• [Information given]:
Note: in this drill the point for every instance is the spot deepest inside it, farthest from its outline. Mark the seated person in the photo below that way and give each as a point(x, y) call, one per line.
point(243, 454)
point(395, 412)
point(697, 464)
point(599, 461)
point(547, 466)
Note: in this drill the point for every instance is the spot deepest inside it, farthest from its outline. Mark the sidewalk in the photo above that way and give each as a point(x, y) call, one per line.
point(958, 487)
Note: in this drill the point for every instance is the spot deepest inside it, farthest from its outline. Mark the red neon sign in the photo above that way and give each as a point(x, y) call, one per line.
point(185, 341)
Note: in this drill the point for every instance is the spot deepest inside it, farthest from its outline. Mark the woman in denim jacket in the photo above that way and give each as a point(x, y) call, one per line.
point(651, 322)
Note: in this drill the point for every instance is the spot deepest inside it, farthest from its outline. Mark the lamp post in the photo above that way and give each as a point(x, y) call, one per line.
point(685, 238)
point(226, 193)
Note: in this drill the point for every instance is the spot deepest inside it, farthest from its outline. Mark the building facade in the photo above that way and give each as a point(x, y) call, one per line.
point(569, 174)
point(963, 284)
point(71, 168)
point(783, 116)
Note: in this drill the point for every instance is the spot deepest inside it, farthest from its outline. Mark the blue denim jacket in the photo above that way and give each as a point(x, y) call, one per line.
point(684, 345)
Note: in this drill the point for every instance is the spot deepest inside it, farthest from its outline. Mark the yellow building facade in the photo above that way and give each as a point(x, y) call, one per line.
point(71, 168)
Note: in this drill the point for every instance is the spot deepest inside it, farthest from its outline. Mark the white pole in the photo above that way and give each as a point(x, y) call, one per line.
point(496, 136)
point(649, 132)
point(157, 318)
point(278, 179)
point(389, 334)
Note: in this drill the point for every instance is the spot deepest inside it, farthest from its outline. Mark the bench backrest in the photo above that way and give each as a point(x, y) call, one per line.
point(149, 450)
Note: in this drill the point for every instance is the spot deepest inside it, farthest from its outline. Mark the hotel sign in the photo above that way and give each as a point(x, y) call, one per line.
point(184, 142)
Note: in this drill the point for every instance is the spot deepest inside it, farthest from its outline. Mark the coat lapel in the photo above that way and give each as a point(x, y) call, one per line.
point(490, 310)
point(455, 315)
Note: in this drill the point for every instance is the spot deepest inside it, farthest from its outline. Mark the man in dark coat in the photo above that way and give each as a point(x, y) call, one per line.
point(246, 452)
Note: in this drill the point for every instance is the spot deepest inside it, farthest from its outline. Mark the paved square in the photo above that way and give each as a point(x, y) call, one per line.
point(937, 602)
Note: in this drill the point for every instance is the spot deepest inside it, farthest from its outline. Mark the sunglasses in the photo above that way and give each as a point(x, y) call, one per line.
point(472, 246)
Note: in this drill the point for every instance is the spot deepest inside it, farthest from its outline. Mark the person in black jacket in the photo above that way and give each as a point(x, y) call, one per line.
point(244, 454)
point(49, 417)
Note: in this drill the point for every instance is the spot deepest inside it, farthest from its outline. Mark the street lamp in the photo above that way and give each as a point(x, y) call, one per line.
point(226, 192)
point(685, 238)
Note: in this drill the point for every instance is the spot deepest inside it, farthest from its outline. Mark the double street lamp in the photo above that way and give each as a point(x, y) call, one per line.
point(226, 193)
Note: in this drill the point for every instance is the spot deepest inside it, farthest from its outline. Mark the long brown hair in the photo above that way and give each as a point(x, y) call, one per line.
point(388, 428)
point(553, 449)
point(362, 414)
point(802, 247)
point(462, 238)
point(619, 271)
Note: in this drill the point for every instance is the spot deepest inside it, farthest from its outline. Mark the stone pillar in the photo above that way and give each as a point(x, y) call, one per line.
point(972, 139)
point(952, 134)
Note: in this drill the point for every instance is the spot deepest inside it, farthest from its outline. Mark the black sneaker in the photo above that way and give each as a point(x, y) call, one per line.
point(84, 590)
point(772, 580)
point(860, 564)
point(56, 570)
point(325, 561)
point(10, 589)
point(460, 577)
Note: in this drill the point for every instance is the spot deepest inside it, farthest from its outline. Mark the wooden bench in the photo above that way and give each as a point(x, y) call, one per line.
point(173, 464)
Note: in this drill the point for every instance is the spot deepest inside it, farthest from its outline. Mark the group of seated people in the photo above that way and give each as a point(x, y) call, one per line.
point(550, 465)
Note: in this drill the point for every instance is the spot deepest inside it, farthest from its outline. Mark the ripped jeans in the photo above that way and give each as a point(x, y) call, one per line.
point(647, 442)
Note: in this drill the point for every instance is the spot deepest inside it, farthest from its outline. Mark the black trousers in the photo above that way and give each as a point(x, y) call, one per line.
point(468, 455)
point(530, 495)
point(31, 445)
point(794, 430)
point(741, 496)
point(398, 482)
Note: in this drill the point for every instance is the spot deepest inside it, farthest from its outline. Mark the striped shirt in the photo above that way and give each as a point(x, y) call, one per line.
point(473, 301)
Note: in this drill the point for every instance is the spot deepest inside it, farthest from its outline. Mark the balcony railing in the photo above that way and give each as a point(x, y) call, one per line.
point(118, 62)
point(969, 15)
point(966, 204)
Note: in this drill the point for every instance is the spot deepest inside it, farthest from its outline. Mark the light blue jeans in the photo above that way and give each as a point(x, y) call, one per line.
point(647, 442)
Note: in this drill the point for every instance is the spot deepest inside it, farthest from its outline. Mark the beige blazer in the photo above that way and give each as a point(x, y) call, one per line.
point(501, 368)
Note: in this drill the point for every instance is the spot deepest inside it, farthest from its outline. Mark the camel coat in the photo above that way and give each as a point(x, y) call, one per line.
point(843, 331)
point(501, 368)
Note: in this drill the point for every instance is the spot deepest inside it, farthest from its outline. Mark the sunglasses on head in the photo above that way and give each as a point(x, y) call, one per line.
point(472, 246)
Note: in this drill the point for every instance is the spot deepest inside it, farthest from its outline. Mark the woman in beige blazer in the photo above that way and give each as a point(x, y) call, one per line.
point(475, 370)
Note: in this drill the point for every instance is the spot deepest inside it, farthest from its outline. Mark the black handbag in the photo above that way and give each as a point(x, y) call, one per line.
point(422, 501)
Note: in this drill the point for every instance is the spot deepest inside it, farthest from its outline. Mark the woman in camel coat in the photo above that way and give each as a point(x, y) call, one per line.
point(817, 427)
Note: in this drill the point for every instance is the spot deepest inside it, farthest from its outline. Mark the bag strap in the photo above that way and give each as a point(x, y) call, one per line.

• [Goal]:
Repeat every one of the records above word for word, line by line in the same order.

• [Final result]:
Note: in this drill the point for every instance is the spot deepest inside it, farthest from its outline. Mark the seated person in the photo below that way and give each as a point(x, y) call, one per line.
point(243, 454)
point(395, 412)
point(697, 464)
point(599, 461)
point(547, 466)
Note: in this drill the point for every instance is the spot deepest inside it, farthest from its outline. Mark the sidewalk in the photo above that way and give each as a point(x, y) call, one per line.
point(958, 487)
Note: in this drill the point for every instance is the spot deepest inside it, farthest from its outline. Mark the red neon sign in the photo above that way and give each as a point(x, y) call, one per line.
point(185, 341)
Note: in this drill the point for every instance is the spot deepest inside it, farthest from its outline. Mark the woman in denim jacket in the photo above that way and give each as a point(x, y) call, one per line.
point(651, 322)
Note: in this drill the point for every instance is the spot deepest inside it, farthest from its outline. Mark the lamp post in the photo above that way and give each as a point(x, y) call, one per line.
point(685, 238)
point(226, 193)
Note: in this drill the point for every instance is the spot deepest inside it, farthest from its outline. Mark the building facade in the photo above that way and give each as a point(x, y) call, one per line.
point(569, 174)
point(963, 284)
point(71, 168)
point(783, 116)
Note: in this drill the point for every instance is the spot deepest inside it, farthest from its outline. Mark the blue denim jacket in the photo above that way and give each as a point(x, y) call, one per line.
point(684, 345)
Note: in this drill the point for every instance is the spot deepest inside it, farthest from its outline. Mark the yellow building facade in the photo above that way and give each as a point(x, y) call, one per line.
point(71, 168)
Note: in this drill the point for every instance is the spot deepest inside it, farthest from its outline. Mark the white pole in the photo above that way and give each as a point(x, y) call, one per line.
point(496, 136)
point(649, 132)
point(157, 318)
point(278, 179)
point(389, 334)
Note: in this drill the point for every instance is the spot deepest inside it, farthest from its outline. Mark the bench backrest in the photo above that way and give each as a point(x, y) call, one per line.
point(149, 450)
Note: in this drill the point for every instance is the spot deepest inside it, farthest from its outline. Mark the hotel sign in the photo above that way and give each as a point(x, y) call, one per line.
point(184, 142)
Note: in this drill the point for every instance is the spot deepest inside it, farthest from its outline. Mark the coat lapel in the photo above that way and give each as a point(x, y) call, one per line.
point(490, 310)
point(455, 315)
Note: in this drill the point for every instance is the spot deepest inside it, farthest from its outline. Mark the man in dark coat in the photo above that way and give each as a point(x, y) call, one per line.
point(246, 452)
Note: in this drill the point for every instance is the spot deepest inside it, farthest from its outline. Mark the paved square in the photo above that way and give each as a point(x, y) call, one per line.
point(937, 602)
Note: in this drill the point for every instance is the spot deepest inside it, farthest from its outline. Mark the sunglasses in the photo above that way and give each as a point(x, y) call, one per line.
point(472, 246)
Note: in this drill the point for every instance is the spot deepest inside it, farthest from its outline. Mark the person in black jacket in the photo above that way and give each as a point(x, y) call, one per line.
point(244, 454)
point(49, 417)
Note: in this drill the point for every instance is the spot deepest inside it, farthest from its outline. Mark the street lamp in the photo above that way and give each as a point(x, y) call, one per line.
point(226, 192)
point(685, 238)
Note: in this drill the point for every instance is the spot deepest inside it, farthest from its outline. Mark the double street lamp in the photo above that way and give each as a point(x, y) call, one per line.
point(226, 193)
Note: in this drill the point for every instance is the spot deepest inside it, farthest from its outline. Mark the long brown hair in the photo above that way and give each as a point(x, y) call, one per line.
point(388, 428)
point(553, 449)
point(362, 414)
point(802, 247)
point(462, 238)
point(619, 271)
Note: in this drill the point for every instance is the spot deepest inside it, farthest from its outline. Mark the stone pillar in the photo above that way and give each as a point(x, y) call, one per line.
point(972, 139)
point(952, 134)
Note: in this drill the point for every instance is the spot deepest inside it, farthest from its outline. Mark the black sneaker in the photo above that way and give each as a point(x, y) call, one per line.
point(84, 590)
point(772, 580)
point(860, 564)
point(56, 570)
point(325, 561)
point(10, 589)
point(460, 577)
Note: in this drill the point for every instance is the spot deepest inside it, farthest from its outline. Mark the wooden bench in the photo above that way and give each as a point(x, y) call, one per line.
point(173, 464)
Note: in this drill the point for every instance is the spot deepest inside it, farthest from its outline. Mark the group of seated people in the photo above that way and give each as a point(x, y) call, one per line.
point(550, 465)
Note: in this drill the point for every instance is the spot deepest inside it, farthest from its outline. Mark the ripped jeans in the photo above that way and give each as a point(x, y) call, one per line.
point(647, 442)
Note: in this drill the point for every instance is the spot deepest inside it, farthest from its outline. Mark the black trousers in the photo above that way and give each as a point(x, y) call, one per line.
point(468, 455)
point(530, 495)
point(31, 445)
point(794, 430)
point(741, 496)
point(398, 482)
Note: in this drill the point for every instance is the spot deepest inside it, farthest from its outline. Mark the striped shirt in the photo above that way and give each as a point(x, y) call, one per line.
point(473, 301)
Note: in this drill the point for every instance is the spot deepest inside it, farthest from its outline. Mark the balcony railing in the photo above that way and give each as a point(x, y) call, one per line.
point(118, 62)
point(969, 15)
point(966, 204)
Note: in this drill the point for every instance is the spot deepest inside it, farthest from its outline. Mark the light blue jeans in the photo above that way and give each as a point(x, y) call, one per line.
point(647, 442)
Note: in this drill the point for every instance is the spot deepest inside it, farthest from its outline. Mark the beige blazer in the photo above that way and give each as a point(x, y) call, one per line.
point(501, 368)
Note: in this drill the point for every instance is the spot deepest inside it, farthest from its outline. Mark the camel coat in the photo above that way and give each as a point(x, y) call, one per line.
point(843, 331)
point(501, 368)
Note: in this drill the point for every instance is the spot deepest inside it, farthest from its outline. Mark the sunglasses on head in the photo above that way and give each as a point(x, y) call, one per line.
point(472, 246)
Note: in this drill the point for every instance is the spot deepest inside it, farthest from its outline. Mark the woman in beige blazer in the photo above that way and give each as a point(x, y) call, one per line.
point(475, 370)
Note: in this drill the point for every instance is the spot deepest inside it, farthest from its outline. Mark the black handbag in the photo above that way and give each as a point(x, y) call, one per line.
point(422, 501)
Note: in this drill the point for every instance is the spot deepest inside it, farthest from its outline. Mark the woman in camel coat in the photo above that way and give each as a point(x, y) call, one per line.
point(817, 427)
Note: in this drill the point for every instance is the spot deepest inside it, farthest from its outline. Mark the bag strap in the photo above that way and give each as a point(x, y) call, one per line.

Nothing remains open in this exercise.